Relative and attributable risks of mortality from lung cancer and coronary heart disease among cigarette smokers in a cohort study of British male physicians (adapted from Doll and Peto28)

Box 4: Aspects of study analysis to be assessed

  • Aspects of the study analysis phase which need to be assessed are the statistical and biological interpretation of the results, the generalisability of the findings, and whether they show a cause-effect relationship between the factors under investigation.

Box 5: Balance of threats and impact of conclusions

  • The reader must balance any threat described regarding the quality of the study and any missing information with their potential impact on the conclusions of the report.


There are many subjective elements to the interpretation of epidemiological studies; however, minimum standards in the conduct of a study ensure that any conclusion reached is appropriate. The reader must bear in mind that assessing an epidemiological study not only implies knowing how to look for key information in its paper but also in its “comments” and “corrections”. These are listed along with the paper reference in Medline. Bias, confounding, and chance can threaten the validity of a study at all its stages. Thus, the methodology must be well thought-out and this must be reflected in the study paper. It is understood that all the details about choices made by investigators cannot be published; nevertheless, the printed information should provide sufficient details so as to rule out alternative interpretations of the results. Investigators must show that they planned to minimise bias and account for confounding while also describing statistical methods. More importantly though, they must report any potential impact of limitations on the results found. Many reviewers when assessing study validity take a “guilty until proved innocent approach”, where one assumes that the quality is inadequate unless the information to the contrary is provided in the text.3 This can be a dangerous tactic and may exclude many valid studies. The reader should take the same approach as described for dealing with potential bias and confounding and balance any missing information with its potential impact on the conclusions of the report.

Image point grounding data

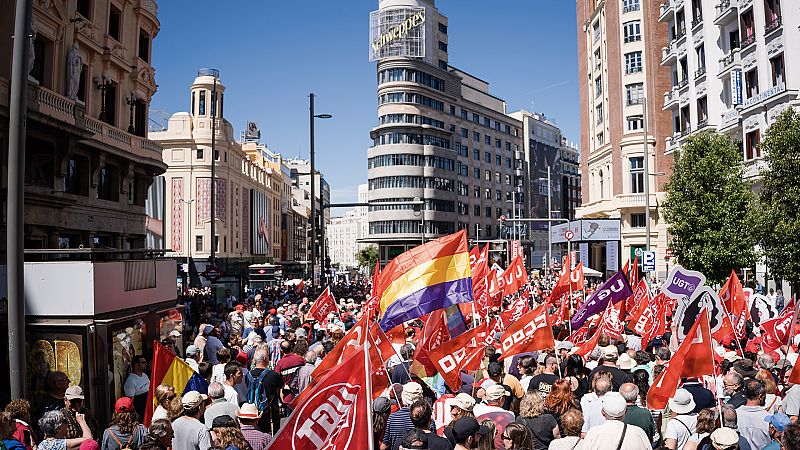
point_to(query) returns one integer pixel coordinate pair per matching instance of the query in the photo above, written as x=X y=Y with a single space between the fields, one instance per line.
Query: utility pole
x=15 y=243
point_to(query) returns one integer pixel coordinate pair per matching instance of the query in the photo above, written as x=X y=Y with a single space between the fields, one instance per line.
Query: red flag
x=465 y=352
x=323 y=305
x=531 y=332
x=515 y=310
x=735 y=303
x=515 y=276
x=334 y=414
x=434 y=334
x=693 y=358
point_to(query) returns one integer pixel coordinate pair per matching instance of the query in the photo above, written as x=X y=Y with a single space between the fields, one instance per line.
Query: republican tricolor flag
x=432 y=276
x=167 y=368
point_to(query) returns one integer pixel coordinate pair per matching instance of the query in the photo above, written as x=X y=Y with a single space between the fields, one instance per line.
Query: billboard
x=397 y=32
x=260 y=206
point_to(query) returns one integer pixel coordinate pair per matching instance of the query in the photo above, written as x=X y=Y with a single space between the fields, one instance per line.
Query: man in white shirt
x=233 y=376
x=592 y=406
x=683 y=423
x=138 y=384
x=614 y=433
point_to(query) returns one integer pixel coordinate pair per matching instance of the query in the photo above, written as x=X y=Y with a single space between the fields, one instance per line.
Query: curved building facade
x=439 y=136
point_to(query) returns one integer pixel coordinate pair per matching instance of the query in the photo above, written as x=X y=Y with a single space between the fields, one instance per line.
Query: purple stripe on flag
x=615 y=289
x=426 y=300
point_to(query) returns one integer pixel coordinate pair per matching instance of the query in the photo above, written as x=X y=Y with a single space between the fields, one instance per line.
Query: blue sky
x=271 y=54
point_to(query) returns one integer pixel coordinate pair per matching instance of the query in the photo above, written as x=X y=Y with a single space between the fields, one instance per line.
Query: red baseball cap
x=123 y=404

> _What is expected_: Quote the stretch of the passage on assessing epidemiological studies from "Box 4: Aspects" through "their potential impact on the conclusions of the report.".

> _Solution to this task_:
Box 4: Aspects of study analysis to be assessed

  • Aspects of the study analysis phase which need to be assessed are the statistical and biological interpretation of the results, the generalisability of the findings, and whether they show a cause-effect relationship between the factors under investigation.

Box 5: Balance of threats and impact of conclusions

  • The reader must balance any threat described regarding the quality of the study and any missing information with their potential impact on the conclusions of the report.